THE REQUEST: How many lines in the listing below contain the string "cloud"? Matching is case-sensitive. Give only the number.

MATERIAL PROVIDED:
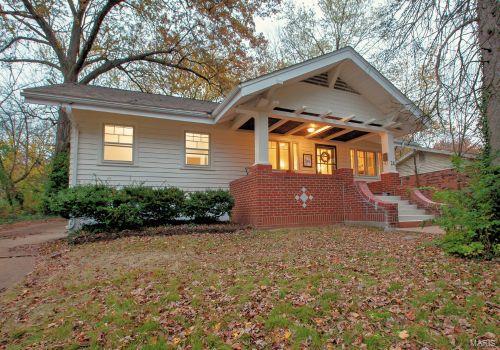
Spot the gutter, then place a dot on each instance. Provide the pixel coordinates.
(57, 100)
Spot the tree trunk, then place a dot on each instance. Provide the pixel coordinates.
(417, 180)
(63, 123)
(489, 42)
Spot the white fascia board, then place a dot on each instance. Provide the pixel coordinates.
(119, 108)
(310, 67)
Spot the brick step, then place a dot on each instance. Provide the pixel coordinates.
(418, 217)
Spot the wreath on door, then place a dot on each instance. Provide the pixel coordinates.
(325, 157)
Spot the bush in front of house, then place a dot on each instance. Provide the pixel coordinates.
(134, 207)
(208, 206)
(471, 215)
(119, 209)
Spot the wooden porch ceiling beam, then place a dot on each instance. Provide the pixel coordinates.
(298, 128)
(318, 131)
(277, 124)
(361, 138)
(337, 134)
(239, 120)
(313, 119)
(346, 119)
(333, 75)
(299, 110)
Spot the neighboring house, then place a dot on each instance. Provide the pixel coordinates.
(295, 146)
(427, 167)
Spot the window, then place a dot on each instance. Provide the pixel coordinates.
(295, 152)
(279, 155)
(365, 163)
(197, 149)
(326, 159)
(118, 143)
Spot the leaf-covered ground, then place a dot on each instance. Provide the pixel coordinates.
(303, 288)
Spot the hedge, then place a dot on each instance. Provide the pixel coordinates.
(84, 236)
(136, 207)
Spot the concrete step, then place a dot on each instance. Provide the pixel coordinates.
(411, 211)
(418, 217)
(389, 198)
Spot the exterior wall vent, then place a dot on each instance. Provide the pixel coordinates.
(322, 80)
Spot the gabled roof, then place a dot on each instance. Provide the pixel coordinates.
(109, 97)
(307, 69)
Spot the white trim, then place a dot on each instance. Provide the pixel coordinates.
(310, 68)
(183, 153)
(134, 147)
(117, 107)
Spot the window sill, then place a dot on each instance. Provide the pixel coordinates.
(201, 168)
(126, 165)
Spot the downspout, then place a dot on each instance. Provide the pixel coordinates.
(73, 155)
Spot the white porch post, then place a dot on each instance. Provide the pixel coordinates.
(261, 139)
(388, 152)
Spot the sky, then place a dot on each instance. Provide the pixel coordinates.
(269, 26)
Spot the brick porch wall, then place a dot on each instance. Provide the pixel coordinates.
(266, 198)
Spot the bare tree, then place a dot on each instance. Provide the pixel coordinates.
(25, 140)
(82, 41)
(310, 32)
(441, 39)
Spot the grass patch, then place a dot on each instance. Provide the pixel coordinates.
(300, 288)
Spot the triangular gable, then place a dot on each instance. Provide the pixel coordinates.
(313, 70)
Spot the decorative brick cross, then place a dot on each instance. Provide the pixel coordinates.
(303, 196)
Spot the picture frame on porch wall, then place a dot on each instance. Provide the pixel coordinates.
(307, 160)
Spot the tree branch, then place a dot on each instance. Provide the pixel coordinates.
(30, 60)
(49, 32)
(93, 33)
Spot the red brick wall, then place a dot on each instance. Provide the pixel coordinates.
(266, 198)
(389, 183)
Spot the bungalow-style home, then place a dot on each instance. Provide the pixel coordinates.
(309, 144)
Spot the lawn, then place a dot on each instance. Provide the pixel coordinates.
(303, 288)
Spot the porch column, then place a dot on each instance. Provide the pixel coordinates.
(388, 152)
(261, 139)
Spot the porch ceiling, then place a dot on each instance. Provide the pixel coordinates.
(315, 131)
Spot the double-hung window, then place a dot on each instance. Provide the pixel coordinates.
(279, 155)
(197, 149)
(364, 163)
(118, 143)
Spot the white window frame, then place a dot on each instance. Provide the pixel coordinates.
(355, 165)
(194, 166)
(103, 144)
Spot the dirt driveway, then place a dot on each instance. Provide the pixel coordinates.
(19, 246)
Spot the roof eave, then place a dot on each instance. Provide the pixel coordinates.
(117, 107)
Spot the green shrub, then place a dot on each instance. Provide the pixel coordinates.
(471, 216)
(208, 206)
(56, 181)
(118, 209)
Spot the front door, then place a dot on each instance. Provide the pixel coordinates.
(326, 159)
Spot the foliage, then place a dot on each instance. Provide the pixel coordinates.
(86, 236)
(57, 179)
(209, 205)
(134, 207)
(25, 145)
(471, 216)
(118, 209)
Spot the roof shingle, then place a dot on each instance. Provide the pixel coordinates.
(104, 94)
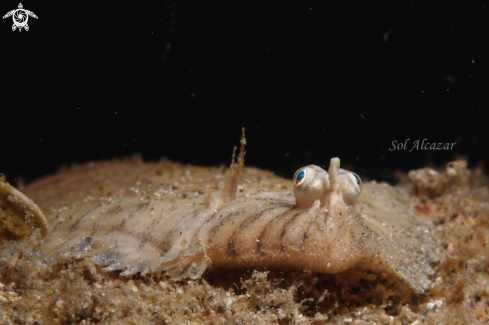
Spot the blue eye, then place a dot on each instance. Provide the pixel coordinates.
(357, 178)
(301, 175)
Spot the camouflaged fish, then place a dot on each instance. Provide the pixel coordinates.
(154, 217)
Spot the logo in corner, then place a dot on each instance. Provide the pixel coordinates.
(20, 17)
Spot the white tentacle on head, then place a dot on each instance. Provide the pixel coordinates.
(313, 183)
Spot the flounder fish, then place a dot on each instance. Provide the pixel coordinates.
(147, 217)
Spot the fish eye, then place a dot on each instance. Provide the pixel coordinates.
(357, 179)
(300, 176)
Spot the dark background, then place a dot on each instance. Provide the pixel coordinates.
(308, 79)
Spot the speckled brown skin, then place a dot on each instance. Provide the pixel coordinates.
(72, 288)
(144, 218)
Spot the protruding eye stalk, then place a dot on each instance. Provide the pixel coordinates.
(312, 183)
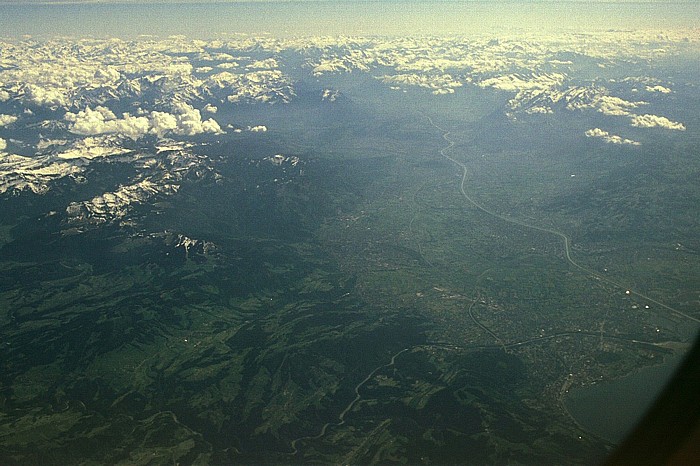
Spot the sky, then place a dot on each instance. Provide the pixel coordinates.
(332, 17)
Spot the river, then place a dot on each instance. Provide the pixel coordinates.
(610, 409)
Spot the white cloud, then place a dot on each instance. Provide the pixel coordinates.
(186, 120)
(609, 138)
(189, 121)
(103, 121)
(661, 89)
(653, 121)
(611, 105)
(7, 119)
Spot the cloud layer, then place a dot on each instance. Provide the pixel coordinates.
(185, 120)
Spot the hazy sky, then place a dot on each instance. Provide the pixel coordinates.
(204, 19)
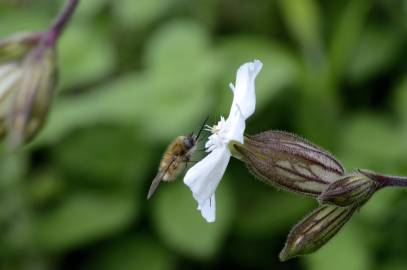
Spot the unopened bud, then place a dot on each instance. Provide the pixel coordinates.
(34, 94)
(288, 161)
(350, 190)
(315, 230)
(18, 45)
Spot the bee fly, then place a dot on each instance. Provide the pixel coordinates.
(175, 159)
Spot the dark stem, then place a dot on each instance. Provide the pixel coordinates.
(60, 22)
(386, 180)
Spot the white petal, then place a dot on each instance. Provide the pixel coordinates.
(203, 178)
(236, 126)
(244, 90)
(208, 209)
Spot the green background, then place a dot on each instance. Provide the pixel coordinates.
(136, 74)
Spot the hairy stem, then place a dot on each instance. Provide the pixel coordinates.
(386, 180)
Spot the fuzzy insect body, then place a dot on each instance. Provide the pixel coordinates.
(175, 159)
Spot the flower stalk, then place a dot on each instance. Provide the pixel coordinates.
(28, 74)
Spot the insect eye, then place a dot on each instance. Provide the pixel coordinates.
(189, 142)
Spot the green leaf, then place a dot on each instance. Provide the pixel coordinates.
(263, 216)
(346, 251)
(139, 14)
(134, 251)
(163, 100)
(104, 155)
(83, 218)
(181, 225)
(302, 20)
(85, 55)
(372, 142)
(346, 34)
(379, 47)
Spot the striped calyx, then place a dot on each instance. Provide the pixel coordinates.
(289, 162)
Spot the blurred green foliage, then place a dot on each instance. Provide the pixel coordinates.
(135, 74)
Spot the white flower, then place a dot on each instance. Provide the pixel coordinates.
(204, 177)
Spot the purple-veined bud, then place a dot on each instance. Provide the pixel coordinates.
(289, 162)
(315, 230)
(15, 47)
(33, 95)
(354, 189)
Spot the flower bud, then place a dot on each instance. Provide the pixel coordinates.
(32, 99)
(315, 230)
(18, 45)
(350, 190)
(288, 161)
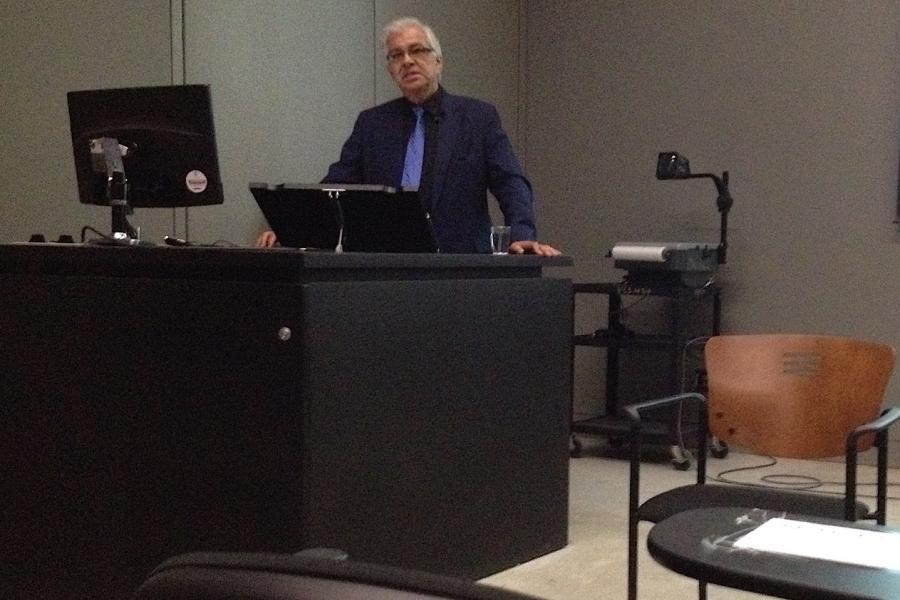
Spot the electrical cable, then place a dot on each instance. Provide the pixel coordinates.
(791, 482)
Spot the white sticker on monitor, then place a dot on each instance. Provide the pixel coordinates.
(196, 181)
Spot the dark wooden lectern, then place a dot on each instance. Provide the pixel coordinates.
(412, 410)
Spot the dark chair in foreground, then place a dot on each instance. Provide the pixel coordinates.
(237, 576)
(791, 396)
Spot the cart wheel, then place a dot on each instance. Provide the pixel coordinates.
(718, 448)
(574, 446)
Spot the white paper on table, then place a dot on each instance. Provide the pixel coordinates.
(879, 549)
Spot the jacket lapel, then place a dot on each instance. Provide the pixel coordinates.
(448, 132)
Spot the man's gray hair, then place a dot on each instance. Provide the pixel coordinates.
(404, 23)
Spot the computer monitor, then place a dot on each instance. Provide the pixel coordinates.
(149, 146)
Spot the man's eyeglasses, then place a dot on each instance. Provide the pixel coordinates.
(417, 53)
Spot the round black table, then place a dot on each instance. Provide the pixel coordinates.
(699, 544)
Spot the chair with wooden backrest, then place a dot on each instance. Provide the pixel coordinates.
(790, 396)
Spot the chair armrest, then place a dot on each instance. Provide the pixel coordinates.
(878, 428)
(887, 418)
(633, 411)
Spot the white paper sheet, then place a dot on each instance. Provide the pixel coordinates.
(880, 549)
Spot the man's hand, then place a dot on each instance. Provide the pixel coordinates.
(533, 247)
(266, 239)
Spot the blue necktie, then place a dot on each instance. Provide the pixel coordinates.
(415, 150)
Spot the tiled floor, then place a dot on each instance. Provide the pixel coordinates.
(593, 565)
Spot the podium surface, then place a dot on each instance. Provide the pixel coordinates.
(411, 410)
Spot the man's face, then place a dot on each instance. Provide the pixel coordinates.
(412, 64)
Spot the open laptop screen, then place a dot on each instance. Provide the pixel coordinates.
(352, 217)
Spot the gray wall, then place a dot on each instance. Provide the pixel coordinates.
(798, 100)
(48, 48)
(288, 78)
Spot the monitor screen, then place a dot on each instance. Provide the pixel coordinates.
(162, 139)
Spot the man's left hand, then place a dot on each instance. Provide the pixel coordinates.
(533, 247)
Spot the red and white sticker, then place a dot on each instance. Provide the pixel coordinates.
(196, 181)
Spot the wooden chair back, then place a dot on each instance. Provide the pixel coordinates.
(794, 396)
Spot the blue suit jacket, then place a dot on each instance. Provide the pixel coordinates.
(473, 155)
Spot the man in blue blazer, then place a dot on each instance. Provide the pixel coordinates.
(466, 152)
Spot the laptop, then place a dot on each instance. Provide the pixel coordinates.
(346, 217)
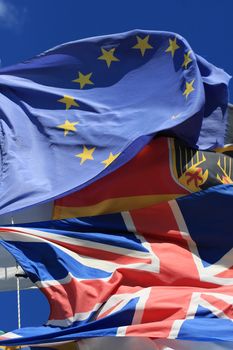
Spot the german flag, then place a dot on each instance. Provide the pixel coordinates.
(165, 169)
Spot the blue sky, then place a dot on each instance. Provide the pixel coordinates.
(30, 27)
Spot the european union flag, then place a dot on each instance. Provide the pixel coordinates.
(81, 110)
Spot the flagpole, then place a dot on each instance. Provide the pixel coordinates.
(18, 288)
(18, 299)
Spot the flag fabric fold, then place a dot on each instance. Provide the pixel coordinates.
(164, 271)
(93, 104)
(163, 170)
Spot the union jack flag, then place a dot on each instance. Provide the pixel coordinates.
(165, 271)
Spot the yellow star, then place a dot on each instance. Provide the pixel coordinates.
(83, 80)
(108, 56)
(68, 126)
(110, 159)
(86, 154)
(172, 47)
(187, 60)
(142, 44)
(69, 101)
(188, 88)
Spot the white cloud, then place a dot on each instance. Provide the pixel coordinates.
(10, 16)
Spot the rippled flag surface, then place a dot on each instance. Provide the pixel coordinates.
(80, 110)
(160, 272)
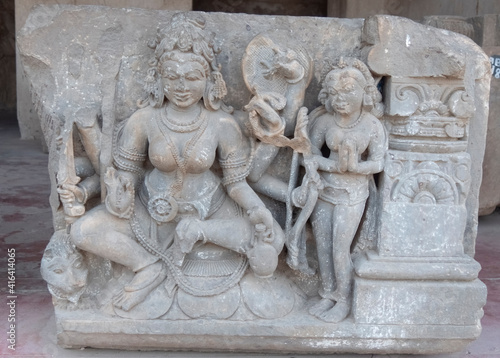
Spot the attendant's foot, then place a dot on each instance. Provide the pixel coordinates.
(144, 277)
(322, 306)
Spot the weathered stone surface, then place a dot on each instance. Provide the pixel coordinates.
(29, 123)
(486, 35)
(160, 247)
(398, 51)
(8, 56)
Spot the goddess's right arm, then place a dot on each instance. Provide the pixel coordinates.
(131, 148)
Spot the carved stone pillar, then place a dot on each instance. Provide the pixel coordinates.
(419, 260)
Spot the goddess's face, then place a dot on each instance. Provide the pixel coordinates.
(345, 94)
(183, 82)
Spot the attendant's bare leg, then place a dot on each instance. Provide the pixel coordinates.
(321, 221)
(345, 224)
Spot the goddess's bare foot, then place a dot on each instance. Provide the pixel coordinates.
(144, 277)
(322, 306)
(138, 289)
(337, 314)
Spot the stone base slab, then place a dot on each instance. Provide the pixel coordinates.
(398, 302)
(373, 266)
(292, 335)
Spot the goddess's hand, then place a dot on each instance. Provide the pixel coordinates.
(261, 215)
(120, 194)
(73, 200)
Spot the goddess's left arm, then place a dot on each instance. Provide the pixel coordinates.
(376, 150)
(234, 153)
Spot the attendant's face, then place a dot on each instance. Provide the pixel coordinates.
(183, 82)
(345, 94)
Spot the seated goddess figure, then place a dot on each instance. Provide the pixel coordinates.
(165, 202)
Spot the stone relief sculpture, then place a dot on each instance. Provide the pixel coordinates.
(286, 186)
(357, 143)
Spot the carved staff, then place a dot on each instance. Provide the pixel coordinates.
(109, 55)
(66, 174)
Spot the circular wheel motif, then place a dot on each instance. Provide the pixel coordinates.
(163, 208)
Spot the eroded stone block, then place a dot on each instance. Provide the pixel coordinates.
(216, 175)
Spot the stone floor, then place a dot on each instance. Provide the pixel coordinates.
(25, 225)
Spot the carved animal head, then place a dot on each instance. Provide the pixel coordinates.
(64, 268)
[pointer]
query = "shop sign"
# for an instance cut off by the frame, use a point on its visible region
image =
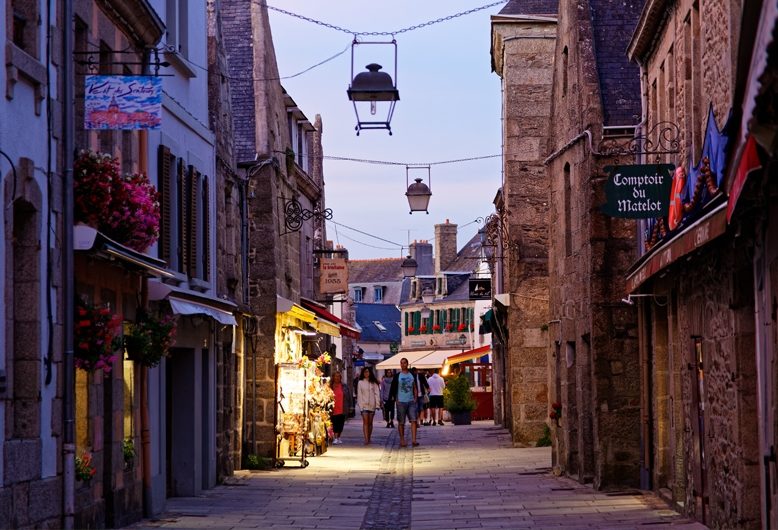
(122, 102)
(638, 191)
(333, 275)
(480, 289)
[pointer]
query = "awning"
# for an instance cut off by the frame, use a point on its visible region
(284, 305)
(184, 302)
(184, 307)
(346, 329)
(469, 355)
(393, 362)
(435, 359)
(88, 239)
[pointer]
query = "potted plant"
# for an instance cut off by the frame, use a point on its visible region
(123, 207)
(458, 400)
(85, 470)
(128, 451)
(149, 338)
(96, 337)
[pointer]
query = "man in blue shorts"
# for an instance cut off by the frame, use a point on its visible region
(404, 393)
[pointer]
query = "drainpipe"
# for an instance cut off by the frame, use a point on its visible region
(68, 280)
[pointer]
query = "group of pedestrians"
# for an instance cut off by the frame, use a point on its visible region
(408, 394)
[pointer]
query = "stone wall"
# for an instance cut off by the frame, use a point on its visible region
(595, 364)
(230, 190)
(523, 55)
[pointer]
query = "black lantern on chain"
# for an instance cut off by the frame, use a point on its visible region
(418, 193)
(372, 87)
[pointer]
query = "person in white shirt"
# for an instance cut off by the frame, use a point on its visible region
(436, 384)
(369, 400)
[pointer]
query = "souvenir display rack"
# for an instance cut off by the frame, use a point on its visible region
(292, 423)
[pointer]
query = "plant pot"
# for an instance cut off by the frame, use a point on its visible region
(461, 418)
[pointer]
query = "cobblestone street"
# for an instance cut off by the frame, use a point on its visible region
(458, 477)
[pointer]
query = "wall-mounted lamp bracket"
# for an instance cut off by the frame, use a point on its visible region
(295, 214)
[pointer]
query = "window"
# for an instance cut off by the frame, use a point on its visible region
(23, 25)
(184, 241)
(177, 22)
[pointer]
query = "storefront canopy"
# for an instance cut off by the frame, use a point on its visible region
(469, 355)
(346, 329)
(183, 302)
(393, 362)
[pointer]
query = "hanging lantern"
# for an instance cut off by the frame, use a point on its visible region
(370, 88)
(409, 266)
(418, 193)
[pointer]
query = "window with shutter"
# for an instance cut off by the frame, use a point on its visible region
(193, 222)
(165, 165)
(181, 217)
(206, 237)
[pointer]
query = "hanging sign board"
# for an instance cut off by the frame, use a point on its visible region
(333, 275)
(122, 102)
(638, 191)
(480, 289)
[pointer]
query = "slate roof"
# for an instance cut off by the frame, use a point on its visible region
(613, 22)
(387, 314)
(375, 270)
(531, 7)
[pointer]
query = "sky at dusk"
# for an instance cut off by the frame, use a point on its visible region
(449, 109)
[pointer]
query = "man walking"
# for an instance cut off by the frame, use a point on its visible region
(386, 399)
(436, 384)
(404, 393)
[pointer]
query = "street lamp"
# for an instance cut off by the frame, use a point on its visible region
(371, 87)
(409, 267)
(418, 193)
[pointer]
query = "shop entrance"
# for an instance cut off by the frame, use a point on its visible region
(700, 490)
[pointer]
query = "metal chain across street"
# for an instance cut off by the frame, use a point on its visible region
(381, 33)
(390, 163)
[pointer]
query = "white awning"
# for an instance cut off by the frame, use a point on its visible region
(187, 307)
(183, 302)
(393, 362)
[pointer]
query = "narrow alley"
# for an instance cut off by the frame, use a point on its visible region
(458, 477)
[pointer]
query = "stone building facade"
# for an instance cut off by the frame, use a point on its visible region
(704, 393)
(593, 365)
(522, 51)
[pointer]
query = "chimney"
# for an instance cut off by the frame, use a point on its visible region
(421, 251)
(445, 245)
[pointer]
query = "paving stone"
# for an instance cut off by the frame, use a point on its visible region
(461, 477)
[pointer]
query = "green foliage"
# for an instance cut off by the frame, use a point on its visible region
(256, 462)
(128, 449)
(545, 440)
(457, 397)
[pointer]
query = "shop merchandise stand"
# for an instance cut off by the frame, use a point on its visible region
(292, 414)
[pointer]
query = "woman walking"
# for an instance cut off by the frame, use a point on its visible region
(369, 400)
(341, 406)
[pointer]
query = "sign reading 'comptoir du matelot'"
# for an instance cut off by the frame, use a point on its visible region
(638, 191)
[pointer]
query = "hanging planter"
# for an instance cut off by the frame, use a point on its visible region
(96, 337)
(124, 208)
(149, 338)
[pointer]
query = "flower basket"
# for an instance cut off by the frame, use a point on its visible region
(124, 208)
(85, 470)
(149, 338)
(96, 337)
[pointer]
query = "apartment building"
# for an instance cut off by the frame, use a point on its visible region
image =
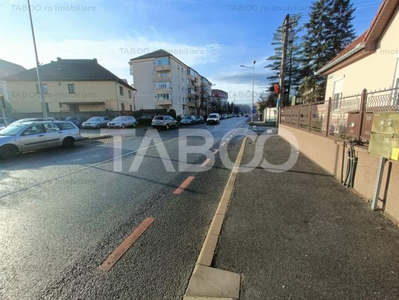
(163, 81)
(70, 86)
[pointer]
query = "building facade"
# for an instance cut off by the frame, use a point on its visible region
(163, 81)
(219, 100)
(371, 61)
(70, 86)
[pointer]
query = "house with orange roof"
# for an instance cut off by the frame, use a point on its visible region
(371, 61)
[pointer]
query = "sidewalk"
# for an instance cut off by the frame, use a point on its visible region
(302, 235)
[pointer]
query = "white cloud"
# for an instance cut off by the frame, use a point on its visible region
(112, 54)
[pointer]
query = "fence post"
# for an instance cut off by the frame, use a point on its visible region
(328, 116)
(298, 119)
(362, 113)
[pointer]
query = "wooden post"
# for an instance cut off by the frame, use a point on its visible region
(328, 116)
(362, 113)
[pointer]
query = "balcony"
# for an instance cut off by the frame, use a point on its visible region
(163, 68)
(164, 91)
(164, 103)
(191, 104)
(163, 79)
(191, 77)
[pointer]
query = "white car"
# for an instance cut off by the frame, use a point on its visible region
(122, 122)
(27, 136)
(213, 118)
(165, 122)
(96, 122)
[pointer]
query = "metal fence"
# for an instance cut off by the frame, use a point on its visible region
(331, 117)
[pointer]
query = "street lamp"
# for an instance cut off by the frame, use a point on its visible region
(253, 72)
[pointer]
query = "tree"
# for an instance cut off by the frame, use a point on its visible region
(328, 32)
(292, 70)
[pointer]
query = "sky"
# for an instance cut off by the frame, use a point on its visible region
(212, 37)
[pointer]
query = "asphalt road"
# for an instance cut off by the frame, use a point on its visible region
(63, 211)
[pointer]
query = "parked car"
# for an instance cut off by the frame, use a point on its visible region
(188, 120)
(122, 122)
(27, 136)
(213, 118)
(8, 120)
(96, 122)
(165, 122)
(32, 120)
(77, 120)
(199, 119)
(145, 120)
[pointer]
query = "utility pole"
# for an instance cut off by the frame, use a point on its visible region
(280, 99)
(39, 80)
(283, 58)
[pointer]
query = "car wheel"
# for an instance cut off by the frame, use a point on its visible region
(68, 142)
(8, 151)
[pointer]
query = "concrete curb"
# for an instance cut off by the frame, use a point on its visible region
(207, 282)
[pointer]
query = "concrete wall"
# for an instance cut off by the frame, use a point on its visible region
(363, 73)
(328, 153)
(25, 99)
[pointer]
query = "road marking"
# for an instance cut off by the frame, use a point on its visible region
(205, 162)
(37, 183)
(184, 185)
(126, 244)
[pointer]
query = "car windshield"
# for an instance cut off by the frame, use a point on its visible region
(119, 118)
(94, 119)
(11, 130)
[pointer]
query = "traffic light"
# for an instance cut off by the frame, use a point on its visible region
(3, 102)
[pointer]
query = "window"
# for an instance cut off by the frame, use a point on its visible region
(162, 61)
(71, 88)
(162, 85)
(34, 129)
(44, 86)
(337, 93)
(337, 101)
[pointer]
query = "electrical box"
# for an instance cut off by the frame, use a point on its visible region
(386, 122)
(384, 139)
(353, 123)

TASK SOLUTION: 4